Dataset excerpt
---+---
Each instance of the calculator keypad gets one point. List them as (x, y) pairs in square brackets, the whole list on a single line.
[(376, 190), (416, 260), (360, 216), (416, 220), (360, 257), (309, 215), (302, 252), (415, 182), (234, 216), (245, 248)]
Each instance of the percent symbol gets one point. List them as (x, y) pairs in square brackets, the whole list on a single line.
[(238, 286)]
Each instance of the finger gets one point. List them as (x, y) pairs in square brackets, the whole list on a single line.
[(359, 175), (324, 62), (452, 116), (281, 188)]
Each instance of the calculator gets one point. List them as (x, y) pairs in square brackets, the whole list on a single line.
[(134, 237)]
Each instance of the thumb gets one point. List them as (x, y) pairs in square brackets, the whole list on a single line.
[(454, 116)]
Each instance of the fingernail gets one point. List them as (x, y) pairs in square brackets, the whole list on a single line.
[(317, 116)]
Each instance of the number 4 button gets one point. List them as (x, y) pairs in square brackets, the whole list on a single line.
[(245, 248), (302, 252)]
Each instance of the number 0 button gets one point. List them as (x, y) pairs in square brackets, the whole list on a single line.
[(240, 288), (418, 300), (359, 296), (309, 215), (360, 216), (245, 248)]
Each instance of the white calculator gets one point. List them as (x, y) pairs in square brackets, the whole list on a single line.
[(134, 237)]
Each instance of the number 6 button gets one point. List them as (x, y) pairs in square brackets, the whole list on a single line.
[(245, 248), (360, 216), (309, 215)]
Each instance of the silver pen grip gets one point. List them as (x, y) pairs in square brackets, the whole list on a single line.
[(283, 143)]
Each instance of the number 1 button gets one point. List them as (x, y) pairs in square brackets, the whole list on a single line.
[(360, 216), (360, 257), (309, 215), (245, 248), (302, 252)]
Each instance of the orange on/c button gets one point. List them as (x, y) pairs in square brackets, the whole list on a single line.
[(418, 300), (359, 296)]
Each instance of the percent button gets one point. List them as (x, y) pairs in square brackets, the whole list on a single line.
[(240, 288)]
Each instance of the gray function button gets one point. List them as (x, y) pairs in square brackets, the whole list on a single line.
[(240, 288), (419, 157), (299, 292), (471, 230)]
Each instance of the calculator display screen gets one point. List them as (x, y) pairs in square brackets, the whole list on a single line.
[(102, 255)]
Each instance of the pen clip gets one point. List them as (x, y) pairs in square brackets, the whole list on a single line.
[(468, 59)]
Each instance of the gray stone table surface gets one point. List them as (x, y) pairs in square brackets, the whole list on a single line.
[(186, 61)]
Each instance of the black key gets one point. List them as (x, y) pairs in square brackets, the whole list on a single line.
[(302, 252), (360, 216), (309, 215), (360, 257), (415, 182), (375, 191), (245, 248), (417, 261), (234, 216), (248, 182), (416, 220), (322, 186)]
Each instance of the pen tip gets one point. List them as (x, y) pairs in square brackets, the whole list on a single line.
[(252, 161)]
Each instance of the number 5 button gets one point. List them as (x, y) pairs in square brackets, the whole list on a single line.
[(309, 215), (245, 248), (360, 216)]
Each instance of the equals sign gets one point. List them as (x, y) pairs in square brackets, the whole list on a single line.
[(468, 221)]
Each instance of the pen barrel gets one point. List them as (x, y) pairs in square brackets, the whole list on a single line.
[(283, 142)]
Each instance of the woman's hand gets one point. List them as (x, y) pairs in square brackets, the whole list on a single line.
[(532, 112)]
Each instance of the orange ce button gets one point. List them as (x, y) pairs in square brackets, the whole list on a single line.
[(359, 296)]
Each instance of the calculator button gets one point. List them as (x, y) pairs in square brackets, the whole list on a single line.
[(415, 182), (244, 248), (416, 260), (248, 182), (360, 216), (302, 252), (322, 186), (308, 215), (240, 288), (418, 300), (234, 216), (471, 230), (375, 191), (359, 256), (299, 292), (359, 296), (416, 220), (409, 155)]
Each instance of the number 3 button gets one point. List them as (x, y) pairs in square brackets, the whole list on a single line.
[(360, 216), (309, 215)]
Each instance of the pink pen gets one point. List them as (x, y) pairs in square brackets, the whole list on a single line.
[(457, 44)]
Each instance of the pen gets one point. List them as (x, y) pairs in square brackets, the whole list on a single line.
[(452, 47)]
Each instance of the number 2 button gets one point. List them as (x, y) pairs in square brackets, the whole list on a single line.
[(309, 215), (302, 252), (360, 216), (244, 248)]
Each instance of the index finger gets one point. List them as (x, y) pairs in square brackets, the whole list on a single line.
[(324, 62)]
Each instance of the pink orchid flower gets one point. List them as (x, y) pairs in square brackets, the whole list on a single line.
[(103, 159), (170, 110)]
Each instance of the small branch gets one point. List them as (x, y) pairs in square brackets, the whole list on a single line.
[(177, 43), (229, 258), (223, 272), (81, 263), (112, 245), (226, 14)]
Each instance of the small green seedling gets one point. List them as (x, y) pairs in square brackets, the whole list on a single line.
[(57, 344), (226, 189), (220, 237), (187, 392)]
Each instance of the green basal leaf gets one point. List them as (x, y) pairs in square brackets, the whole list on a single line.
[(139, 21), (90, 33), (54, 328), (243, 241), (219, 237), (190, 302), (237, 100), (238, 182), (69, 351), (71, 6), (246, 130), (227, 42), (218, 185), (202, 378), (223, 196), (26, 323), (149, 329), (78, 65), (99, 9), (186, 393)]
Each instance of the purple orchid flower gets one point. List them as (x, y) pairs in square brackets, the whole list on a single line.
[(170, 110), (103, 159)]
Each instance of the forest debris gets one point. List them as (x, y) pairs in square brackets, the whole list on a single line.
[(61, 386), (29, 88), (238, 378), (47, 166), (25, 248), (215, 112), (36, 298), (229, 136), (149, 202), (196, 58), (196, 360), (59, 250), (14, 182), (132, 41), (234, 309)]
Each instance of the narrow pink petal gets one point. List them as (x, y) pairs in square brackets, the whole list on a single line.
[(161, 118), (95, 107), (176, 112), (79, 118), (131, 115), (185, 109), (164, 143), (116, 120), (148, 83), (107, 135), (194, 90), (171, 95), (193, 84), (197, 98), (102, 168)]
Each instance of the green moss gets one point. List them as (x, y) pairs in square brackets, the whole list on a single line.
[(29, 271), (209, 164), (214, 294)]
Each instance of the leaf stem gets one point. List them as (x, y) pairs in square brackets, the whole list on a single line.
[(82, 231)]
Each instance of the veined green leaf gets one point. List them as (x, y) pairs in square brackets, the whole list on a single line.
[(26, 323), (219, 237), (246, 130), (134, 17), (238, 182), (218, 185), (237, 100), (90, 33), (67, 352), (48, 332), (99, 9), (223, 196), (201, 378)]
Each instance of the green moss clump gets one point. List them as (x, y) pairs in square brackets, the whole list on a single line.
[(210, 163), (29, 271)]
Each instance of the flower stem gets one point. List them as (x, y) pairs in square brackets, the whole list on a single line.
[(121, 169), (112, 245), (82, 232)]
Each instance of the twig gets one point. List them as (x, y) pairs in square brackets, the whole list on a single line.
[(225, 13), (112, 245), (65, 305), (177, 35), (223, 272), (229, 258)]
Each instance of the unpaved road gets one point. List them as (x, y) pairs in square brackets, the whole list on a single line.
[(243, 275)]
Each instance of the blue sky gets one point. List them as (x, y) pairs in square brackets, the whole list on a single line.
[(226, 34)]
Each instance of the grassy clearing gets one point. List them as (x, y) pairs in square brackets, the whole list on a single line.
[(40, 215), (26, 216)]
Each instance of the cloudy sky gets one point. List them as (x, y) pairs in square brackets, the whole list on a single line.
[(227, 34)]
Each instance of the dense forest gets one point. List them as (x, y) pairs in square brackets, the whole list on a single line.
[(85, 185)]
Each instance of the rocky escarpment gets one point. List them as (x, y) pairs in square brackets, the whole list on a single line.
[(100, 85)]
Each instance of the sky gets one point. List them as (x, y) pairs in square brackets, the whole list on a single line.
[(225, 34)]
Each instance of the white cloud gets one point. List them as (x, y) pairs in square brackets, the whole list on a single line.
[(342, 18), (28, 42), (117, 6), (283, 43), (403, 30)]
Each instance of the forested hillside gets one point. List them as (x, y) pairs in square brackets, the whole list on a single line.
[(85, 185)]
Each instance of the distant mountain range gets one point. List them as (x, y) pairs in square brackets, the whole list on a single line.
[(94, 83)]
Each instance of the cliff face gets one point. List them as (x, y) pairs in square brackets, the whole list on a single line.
---+---
EXERCISE DIRECTIONS:
Rewrite the stretch from the line containing "Each instance of the distant" through the end of the records, swapping "cliff face" for "rock face" and leaving everything else unchanged.

THE SOLUTION:
Each instance of the distant mountain range gets one point. List them as (x, y) pairs in square brackets, the whole list on a single line.
[(94, 83)]
Each instance of the rock face gets one point. List them as (x, y) pairs in square brackets, the whole list on a single line.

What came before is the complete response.